(Labeled-object pointing entries)

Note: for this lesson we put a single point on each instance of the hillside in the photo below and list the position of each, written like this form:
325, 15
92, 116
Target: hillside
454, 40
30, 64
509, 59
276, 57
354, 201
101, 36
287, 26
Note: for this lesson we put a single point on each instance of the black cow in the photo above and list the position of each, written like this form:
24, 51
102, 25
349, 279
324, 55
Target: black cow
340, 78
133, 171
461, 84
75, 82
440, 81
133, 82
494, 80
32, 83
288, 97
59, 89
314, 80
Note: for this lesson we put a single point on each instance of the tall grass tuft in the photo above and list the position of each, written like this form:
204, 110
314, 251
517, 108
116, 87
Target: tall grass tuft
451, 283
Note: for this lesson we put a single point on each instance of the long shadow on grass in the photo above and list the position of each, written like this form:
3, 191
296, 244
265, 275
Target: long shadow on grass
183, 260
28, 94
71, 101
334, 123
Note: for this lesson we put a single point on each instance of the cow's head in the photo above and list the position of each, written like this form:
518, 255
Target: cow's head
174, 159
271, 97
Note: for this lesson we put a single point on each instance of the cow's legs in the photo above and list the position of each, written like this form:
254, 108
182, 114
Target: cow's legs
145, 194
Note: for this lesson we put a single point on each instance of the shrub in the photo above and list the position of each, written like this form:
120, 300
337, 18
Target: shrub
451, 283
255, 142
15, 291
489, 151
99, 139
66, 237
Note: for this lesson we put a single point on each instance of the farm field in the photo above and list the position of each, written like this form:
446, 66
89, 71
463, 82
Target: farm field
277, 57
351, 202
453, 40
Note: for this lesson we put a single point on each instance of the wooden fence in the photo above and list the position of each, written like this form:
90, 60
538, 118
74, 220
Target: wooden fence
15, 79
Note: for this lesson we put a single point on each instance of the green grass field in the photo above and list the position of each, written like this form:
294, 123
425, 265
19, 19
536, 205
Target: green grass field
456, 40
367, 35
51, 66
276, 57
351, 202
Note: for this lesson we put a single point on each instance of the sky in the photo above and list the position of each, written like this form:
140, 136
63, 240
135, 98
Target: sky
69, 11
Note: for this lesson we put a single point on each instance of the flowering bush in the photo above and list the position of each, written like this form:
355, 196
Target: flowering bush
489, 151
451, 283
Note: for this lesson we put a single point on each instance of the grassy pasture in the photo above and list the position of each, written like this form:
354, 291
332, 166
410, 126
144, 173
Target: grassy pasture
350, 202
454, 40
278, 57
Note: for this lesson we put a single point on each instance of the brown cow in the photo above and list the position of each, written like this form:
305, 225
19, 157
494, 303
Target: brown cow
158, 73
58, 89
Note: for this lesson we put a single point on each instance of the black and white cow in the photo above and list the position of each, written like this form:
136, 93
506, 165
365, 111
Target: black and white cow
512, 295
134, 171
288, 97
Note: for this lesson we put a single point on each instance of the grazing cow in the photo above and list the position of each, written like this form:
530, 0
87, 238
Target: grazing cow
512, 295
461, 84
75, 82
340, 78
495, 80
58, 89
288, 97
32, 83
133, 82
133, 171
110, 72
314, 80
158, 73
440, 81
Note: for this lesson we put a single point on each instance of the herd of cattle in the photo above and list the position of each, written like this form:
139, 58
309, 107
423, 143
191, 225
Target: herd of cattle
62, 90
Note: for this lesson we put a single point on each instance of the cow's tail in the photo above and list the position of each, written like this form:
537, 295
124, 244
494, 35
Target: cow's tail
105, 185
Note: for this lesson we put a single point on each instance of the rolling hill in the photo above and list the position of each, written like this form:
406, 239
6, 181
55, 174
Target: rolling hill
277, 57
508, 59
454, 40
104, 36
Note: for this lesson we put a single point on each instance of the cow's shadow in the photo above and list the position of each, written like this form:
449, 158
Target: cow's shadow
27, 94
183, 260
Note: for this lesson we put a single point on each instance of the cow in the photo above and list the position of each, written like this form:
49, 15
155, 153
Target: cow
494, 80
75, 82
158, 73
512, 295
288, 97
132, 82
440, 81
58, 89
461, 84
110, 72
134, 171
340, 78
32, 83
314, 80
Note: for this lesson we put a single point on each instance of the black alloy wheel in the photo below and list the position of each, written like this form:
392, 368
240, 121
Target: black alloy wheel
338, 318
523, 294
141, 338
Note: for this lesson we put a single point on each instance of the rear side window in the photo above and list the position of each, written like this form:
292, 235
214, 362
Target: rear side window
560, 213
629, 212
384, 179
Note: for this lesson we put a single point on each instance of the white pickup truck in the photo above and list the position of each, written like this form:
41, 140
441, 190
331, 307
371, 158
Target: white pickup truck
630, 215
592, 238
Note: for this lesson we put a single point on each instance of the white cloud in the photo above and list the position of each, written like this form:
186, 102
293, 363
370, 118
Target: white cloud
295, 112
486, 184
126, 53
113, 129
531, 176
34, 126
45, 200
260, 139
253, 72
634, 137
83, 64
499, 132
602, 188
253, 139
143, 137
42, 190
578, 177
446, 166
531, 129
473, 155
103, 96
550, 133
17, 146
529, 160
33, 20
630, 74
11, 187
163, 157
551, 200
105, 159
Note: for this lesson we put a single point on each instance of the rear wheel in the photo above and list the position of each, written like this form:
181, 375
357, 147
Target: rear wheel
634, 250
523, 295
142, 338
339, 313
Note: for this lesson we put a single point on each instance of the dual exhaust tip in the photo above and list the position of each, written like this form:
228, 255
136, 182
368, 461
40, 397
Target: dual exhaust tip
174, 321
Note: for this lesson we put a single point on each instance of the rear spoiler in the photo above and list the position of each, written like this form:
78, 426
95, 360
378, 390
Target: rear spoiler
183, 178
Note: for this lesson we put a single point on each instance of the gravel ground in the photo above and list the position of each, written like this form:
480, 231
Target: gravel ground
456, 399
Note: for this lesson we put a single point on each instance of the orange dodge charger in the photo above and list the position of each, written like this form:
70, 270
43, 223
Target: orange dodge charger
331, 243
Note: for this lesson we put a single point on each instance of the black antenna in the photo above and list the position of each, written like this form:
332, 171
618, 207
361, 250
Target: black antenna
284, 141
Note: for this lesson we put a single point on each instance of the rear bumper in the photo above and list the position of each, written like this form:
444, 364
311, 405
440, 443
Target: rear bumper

» TASK BRIEF: Using the data above, reproduce every line exactly.

» TASK RESPONSE:
Note: for this lesson we put a single point on each instance of the hillside in the photo below and list the position of each, written like this form:
325, 15
92, 116
Target: hillside
454, 40
30, 64
509, 59
276, 57
354, 201
101, 36
287, 26
Note: for this lesson we put a single point on each instance of the black cow in the photo above and list the position of each, written like this form:
24, 51
102, 25
349, 279
324, 55
Target: black cow
340, 78
133, 171
461, 84
75, 82
440, 81
133, 82
494, 80
32, 83
288, 97
59, 89
314, 80
Note: for this lesson we put a single point on each instance of the tall grass tuft in the photo above and list the position of each, written like this form:
204, 110
314, 251
517, 108
116, 87
Target: tall grass tuft
451, 283
Note: for this lesson we put a single point on each instance of the long shadow on grass in the photo above and list the position of each, written like this form:
3, 191
296, 244
265, 275
Target: long shadow on grass
183, 260
28, 94
71, 101
334, 123
Note: for this lesson we put a single point on each instance of the cow's head in the photo above and list the position of each, written like this form:
518, 255
Target: cow's head
174, 159
271, 97
Note: for this lesson we put a single point on each instance of the cow's legs in the photo above and list the position of each, written like this form:
254, 108
182, 114
Target: cow's legs
145, 194
Note: for this lesson we put a single point on each instance of the shrub in the photo above and list the position of each, written like this form:
120, 300
337, 18
Target: shrub
451, 283
255, 142
15, 291
489, 151
99, 139
66, 237
Note: for this lesson we put a single point on each instance of the farm field in the photo above and list the position of each, written like this form:
446, 66
89, 71
463, 82
Target: farm field
277, 57
351, 202
453, 40
Note: for this lesson we put a single point on each instance of the wooden fence in the photo above and list the position of each, written like this form:
90, 60
538, 118
74, 220
Target: wooden fence
15, 79
Note: for this lesson we put a single point on each instance of the green grass field in the photo above and list the position of each, written like this form:
294, 123
425, 265
19, 19
536, 205
Target: green grass field
456, 40
367, 35
51, 66
276, 57
351, 202
Note: for this lesson we put a single point on each instance of the sky in the photo above and list the position of each, written like this form:
140, 136
63, 240
135, 98
Target: sky
69, 11
Note: for this lesson we put a single point on each instance of the flowering bush in the photo above and list the position of each, written like this form:
355, 196
Target: flowering bush
489, 151
451, 283
Note: for this lesson we put a single point on each instance of the grassy pasture in the photo above and list the position of each, written like this form:
354, 291
332, 166
410, 126
144, 173
Target: grassy pasture
350, 202
454, 40
278, 57
Note: for this lesson we put a single point on each instance of the brown cow in the photo above and list the position of each, written like this form:
305, 225
19, 157
494, 303
Target: brown cow
158, 73
58, 89
Note: for this lesson we put a single point on each instance of the black and white cow in the photo above and list the position of each, written like this form:
136, 93
506, 165
365, 111
Target: black and white cow
512, 295
134, 171
288, 97
Note: for this lesson we put a single point on each instance of the grazing cow in the photo above and list the position of each, written like this form:
530, 0
87, 238
Target: grazing cow
512, 295
461, 84
75, 82
340, 78
495, 80
58, 89
288, 97
32, 83
133, 82
133, 171
110, 72
314, 80
158, 73
440, 81
Note: for this lesson we put a single point on each instance of the herd of cattle in the photo above and list the position of each, written like this form:
139, 58
309, 107
423, 143
191, 225
Target: herd of cattle
62, 90
Note: for this lesson we put a single point on each instance of the cow's tail in the photo above and list the position of each, written like this form:
537, 295
124, 244
494, 35
Target: cow's tail
105, 185
Note: for this lesson we put a single point on each instance of the rolling hill in the photo above and list the position of each, written like this form:
406, 239
6, 181
55, 174
Target: rolling hill
277, 57
508, 59
454, 40
104, 36
Note: for this lesson we put a single point on each instance of the cow's shadow in the photo above and list the position of each, written like this form:
449, 158
Target: cow's shadow
27, 94
183, 260
Note: for this lesson we put a single point on each instance of the cow in the photo above and list the position of each, written like this form:
49, 15
155, 153
Target: cow
494, 80
75, 82
158, 73
512, 295
288, 97
132, 82
440, 81
58, 89
461, 84
110, 72
134, 171
340, 78
32, 83
314, 80
Note: for this lesson we put a single point on each instance of the black alloy wheel in the photo below and list the position of each, written like this form:
392, 368
240, 121
Target: black alloy wheel
338, 318
523, 294
141, 338
Note: for this lesson we put a single point on each instance of the rear side window in the photo above and list the position of each, written like this form:
292, 235
214, 362
Target: rear side window
560, 213
629, 212
384, 179
Note: for this lesson we put a single point on each instance of the white pickup truck in the photo above and list the position of each, written like this form:
41, 140
441, 190
331, 307
371, 158
Target: white pickup truck
630, 215
592, 238
Note: for this lesson we put a single point on each instance of the white cloud in the photo above and list the position of each, written like this form:
186, 102
293, 363
370, 118
Target: white cloud
295, 112
486, 184
126, 53
113, 129
531, 176
34, 126
45, 200
260, 139
253, 72
634, 137
83, 64
499, 132
602, 188
253, 139
143, 137
42, 190
578, 177
446, 166
531, 129
473, 155
103, 96
550, 133
17, 146
529, 160
33, 20
630, 74
11, 187
163, 157
551, 200
105, 159
Note: for this lesson we put a single point on each instance of the rear wheel in the photo above and list the position of each, written like this form:
181, 375
357, 147
Target: rear wheel
634, 250
523, 295
142, 338
339, 313
Note: for this lesson we put a single point on each instance of the dual exhaust tip in the photo above and list the position of each, written like this form:
228, 255
136, 182
368, 461
40, 397
Target: dual exhaust tip
174, 321
Note: for this lesson we put a single point on each instance of the rear spoiler in the photo above and list the position of each, written like this form:
78, 426
95, 360
378, 390
Target: rear spoiler
183, 178
Note: for this lesson we put a single point on each instance of the gravel ground in the photo above and list the position of each, written like this form:
480, 231
Target: gravel ground
456, 399
Note: for this lesson we put a single point on each instance of the orange dodge charger in the photo above and list the position of each, written like this form:
70, 270
43, 223
Target: orange dodge charger
331, 243
Note: for this lesson we put a single point on each instance of the black antenna in the photo above and list the position of each, written like this form:
332, 171
618, 207
361, 250
Target: black antenna
284, 141
Note: for this lesson we put a single point on each instance of the rear bumper in the photo above and list the position of each, written like this form:
444, 364
311, 405
440, 443
Target: rear bumper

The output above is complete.